Activity:
Exactly as written, return all the data, leaving its pictures behind.

Given data:
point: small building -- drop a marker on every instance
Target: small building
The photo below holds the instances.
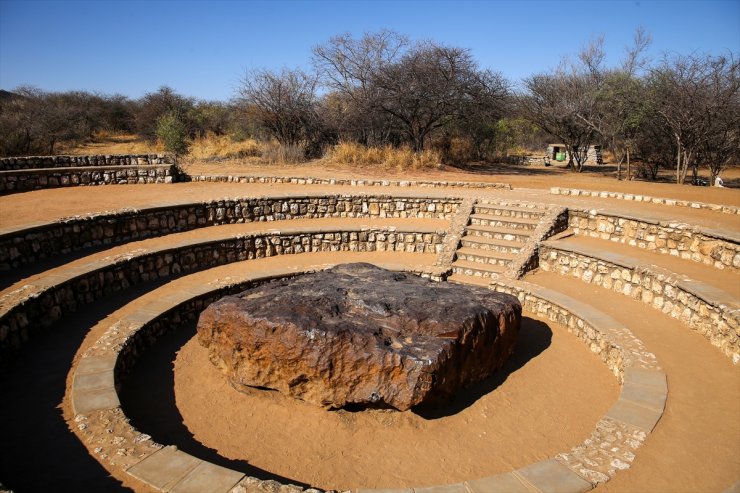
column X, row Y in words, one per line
column 558, row 152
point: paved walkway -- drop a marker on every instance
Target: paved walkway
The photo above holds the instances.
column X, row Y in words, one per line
column 696, row 445
column 47, row 205
column 726, row 279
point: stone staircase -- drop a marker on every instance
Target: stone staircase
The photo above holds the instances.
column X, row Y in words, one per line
column 494, row 237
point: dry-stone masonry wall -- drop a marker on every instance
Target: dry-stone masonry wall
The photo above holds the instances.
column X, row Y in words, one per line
column 28, row 309
column 727, row 209
column 39, row 162
column 716, row 248
column 18, row 174
column 707, row 310
column 611, row 447
column 37, row 179
column 21, row 246
column 363, row 182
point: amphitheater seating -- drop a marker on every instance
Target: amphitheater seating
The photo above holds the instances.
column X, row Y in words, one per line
column 228, row 244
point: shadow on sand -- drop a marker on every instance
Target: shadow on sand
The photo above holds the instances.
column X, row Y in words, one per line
column 534, row 339
column 148, row 398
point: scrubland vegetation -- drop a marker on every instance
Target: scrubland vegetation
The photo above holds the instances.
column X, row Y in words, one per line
column 385, row 101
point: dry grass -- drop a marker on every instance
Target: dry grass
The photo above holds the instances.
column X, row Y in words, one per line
column 222, row 146
column 275, row 153
column 112, row 143
column 390, row 158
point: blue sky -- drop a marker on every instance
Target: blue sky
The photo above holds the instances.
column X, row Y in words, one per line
column 201, row 49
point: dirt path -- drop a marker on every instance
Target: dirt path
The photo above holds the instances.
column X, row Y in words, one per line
column 696, row 445
column 531, row 415
column 594, row 177
column 724, row 279
column 212, row 233
column 46, row 205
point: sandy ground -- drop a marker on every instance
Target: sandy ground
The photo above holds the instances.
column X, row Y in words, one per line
column 696, row 445
column 45, row 205
column 593, row 177
column 547, row 401
column 530, row 411
column 724, row 279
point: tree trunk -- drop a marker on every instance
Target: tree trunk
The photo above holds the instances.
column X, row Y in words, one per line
column 678, row 161
column 685, row 166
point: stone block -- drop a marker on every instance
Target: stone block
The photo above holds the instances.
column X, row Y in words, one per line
column 644, row 396
column 446, row 488
column 93, row 381
column 550, row 476
column 386, row 490
column 634, row 414
column 654, row 379
column 95, row 364
column 208, row 478
column 501, row 483
column 84, row 402
column 164, row 468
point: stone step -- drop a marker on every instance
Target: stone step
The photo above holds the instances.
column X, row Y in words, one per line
column 484, row 256
column 498, row 233
column 469, row 280
column 476, row 269
column 484, row 243
column 493, row 209
column 504, row 222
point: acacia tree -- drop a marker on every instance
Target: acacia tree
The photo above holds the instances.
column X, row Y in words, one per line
column 559, row 104
column 348, row 67
column 285, row 102
column 694, row 95
column 418, row 88
column 153, row 105
column 619, row 103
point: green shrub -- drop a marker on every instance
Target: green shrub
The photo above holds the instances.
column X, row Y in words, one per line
column 173, row 133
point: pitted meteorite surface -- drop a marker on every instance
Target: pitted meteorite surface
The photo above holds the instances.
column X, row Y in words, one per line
column 359, row 334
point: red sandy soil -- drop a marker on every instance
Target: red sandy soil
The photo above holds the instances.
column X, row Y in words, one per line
column 548, row 402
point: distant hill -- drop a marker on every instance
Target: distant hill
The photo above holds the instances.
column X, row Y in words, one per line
column 8, row 96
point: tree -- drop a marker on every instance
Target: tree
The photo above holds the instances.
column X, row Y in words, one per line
column 416, row 88
column 151, row 107
column 559, row 104
column 285, row 102
column 171, row 130
column 697, row 97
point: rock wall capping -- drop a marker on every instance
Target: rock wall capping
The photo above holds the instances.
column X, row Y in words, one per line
column 26, row 245
column 706, row 310
column 720, row 249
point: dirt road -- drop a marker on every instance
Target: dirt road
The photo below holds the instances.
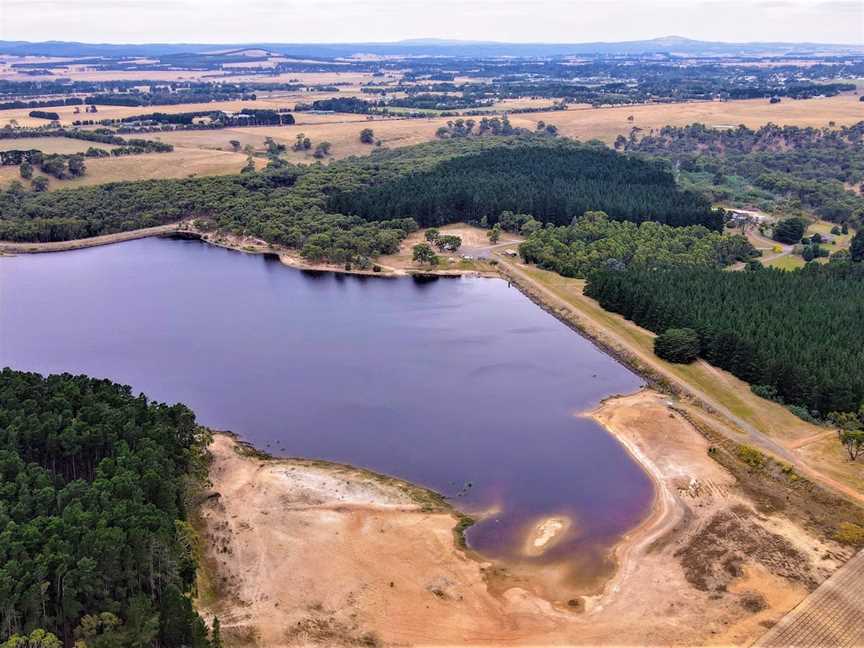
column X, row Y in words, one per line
column 720, row 416
column 831, row 616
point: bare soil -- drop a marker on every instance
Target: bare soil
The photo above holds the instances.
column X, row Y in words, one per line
column 308, row 553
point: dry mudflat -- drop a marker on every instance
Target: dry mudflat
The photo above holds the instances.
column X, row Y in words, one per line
column 298, row 552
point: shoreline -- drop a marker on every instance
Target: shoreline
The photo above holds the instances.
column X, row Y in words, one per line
column 619, row 551
column 14, row 247
column 286, row 256
column 308, row 543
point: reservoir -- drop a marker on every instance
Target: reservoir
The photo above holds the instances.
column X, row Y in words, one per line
column 462, row 385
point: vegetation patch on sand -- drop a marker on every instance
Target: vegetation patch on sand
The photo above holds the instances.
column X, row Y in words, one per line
column 546, row 534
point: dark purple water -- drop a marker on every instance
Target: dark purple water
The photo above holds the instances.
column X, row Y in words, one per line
column 440, row 382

Answer to this task:
point: small building -- drop a marker on every instance
Target: small building
The photo below holds the instances.
column X, row Y in words, one per line
column 558, row 152
point: paved walkway -- drop a marker on every instance
Target: paved walkway
The photo above holds the instances.
column X, row Y in words, one per line
column 696, row 445
column 47, row 205
column 726, row 279
point: stone staircase -- drop a marker on every instance
Target: stone staircase
The photo above holds the instances.
column X, row Y in words, one per line
column 494, row 237
point: dry-stone masonry wall -- drop a marker on every instance
Target: dry-stone masonry wall
The photo above holds the instances.
column X, row Y in words, one per line
column 28, row 309
column 727, row 209
column 39, row 162
column 716, row 248
column 18, row 174
column 707, row 310
column 611, row 447
column 37, row 179
column 21, row 246
column 363, row 182
point: amphitheater seating -- drop a marker on every instance
Target: amphitheater seating
The photo above holds the instances.
column X, row Y in words, one per line
column 228, row 244
point: shadow on sand -- drop a marker on every instance
Target: shadow on sand
The photo above holds the instances.
column X, row Y in words, one per line
column 534, row 339
column 148, row 398
point: scrubland vegetation -- drop a marker on every instance
Target: scrubland vegetation
The photo above holds the instances.
column X, row Y in words, one per line
column 385, row 101
point: dry grass -- drop a marker on every instance
Target: dry grass
The photo above holds the instances.
column X, row Y in words, one per line
column 222, row 146
column 275, row 153
column 112, row 143
column 390, row 158
point: blue sky -- drop a marker on every instance
Target: blue sky
The photo above holds the instances.
column X, row Y in words, one per line
column 201, row 49
point: dirt path -- drop a marker on every instance
Target: dirt path
The photo above holds the instances.
column X, row Y in words, one per line
column 696, row 445
column 531, row 415
column 594, row 177
column 724, row 279
column 212, row 233
column 46, row 205
point: sandy ground -- drop a marker on every instance
Target: sandy ground
The photo above holds the instances.
column X, row Y in words, one per line
column 696, row 445
column 45, row 205
column 593, row 177
column 547, row 401
column 530, row 411
column 724, row 279
point: tree trunk -- drop a marker on every instance
Target: tree trunk
The photo above holds the instances.
column X, row Y in words, one per line
column 678, row 161
column 685, row 166
point: stone block -- drop a marker on every instance
Target: stone block
The photo above holds the instances.
column X, row Y in words, one per line
column 644, row 396
column 446, row 488
column 93, row 381
column 550, row 476
column 386, row 490
column 634, row 414
column 654, row 379
column 95, row 364
column 208, row 478
column 501, row 483
column 84, row 402
column 164, row 468
point: stone step -- drop a marker on every instance
Target: stone step
The photo above holds the instances.
column X, row Y in words, one per line
column 484, row 256
column 498, row 233
column 469, row 280
column 476, row 269
column 484, row 243
column 493, row 209
column 504, row 222
point: acacia tree -- drop a marker on every instance
Target: acacia tree
The photo above holds the instances.
column X, row Y in words, one per line
column 559, row 104
column 348, row 67
column 285, row 102
column 694, row 95
column 418, row 88
column 153, row 105
column 619, row 103
point: green shrub -- drop a marker on every instance
Target: green shrub
The photo above holds the instances.
column X, row Y in words, one per line
column 173, row 133
point: pitted meteorite surface -- drop a marker on every instance
Target: pitted meteorite surface
The photo above holds the instances.
column X, row Y in words, one per line
column 359, row 334
point: red sandy soil -- drop a marker on every instance
Target: red sandy soil
The photo above holds the instances.
column X, row Y in words, one per line
column 548, row 402
point: distant hill -- drop a marker on every instance
Target: distant hill
The photo above holds the instances.
column X, row Y in words, one per line
column 8, row 96
point: tree -- drop a marker on every instance
Target: tree
The photo above holds the instances.
column X, row Y in words, one per line
column 416, row 88
column 151, row 107
column 559, row 104
column 285, row 102
column 171, row 130
column 697, row 97
point: rock wall capping -- drop a marker on every instance
Target: rock wall capping
The photo above holds the instances.
column X, row Y in words, one per line
column 26, row 245
column 706, row 310
column 720, row 249
point: dirt road -- drop a marker on every instance
Target: dirt road
The photo below holds the instances.
column X, row Y in words, one per line
column 720, row 416
column 831, row 616
point: bare soil -- drop a marker on every instance
Target: bare soil
The photo above holds the instances.
column X, row Y in words, one per line
column 308, row 553
point: dry mudflat -- drop a marker on every instance
Target: dry mudflat
The photo above holds the instances.
column X, row Y in words, one per line
column 298, row 552
point: shoreline -- drop a marker on every instance
Target: shoreline
The photo above holds the instances.
column X, row Y in words, one per line
column 619, row 551
column 14, row 247
column 286, row 256
column 308, row 543
point: reservoir -- drop a marker on every instance
Target: reservoir
The photo above holds the instances.
column X, row Y in words, one per line
column 462, row 385
point: vegetation patch on sand -- drop a marker on every instance
Target: vegetation patch on sand
The photo above holds the instances.
column X, row Y in words, one per line
column 546, row 534
point: dark purple water -- drop a marker on every instance
Target: dark purple water
The photo above holds the instances.
column X, row Y in words, one per line
column 440, row 382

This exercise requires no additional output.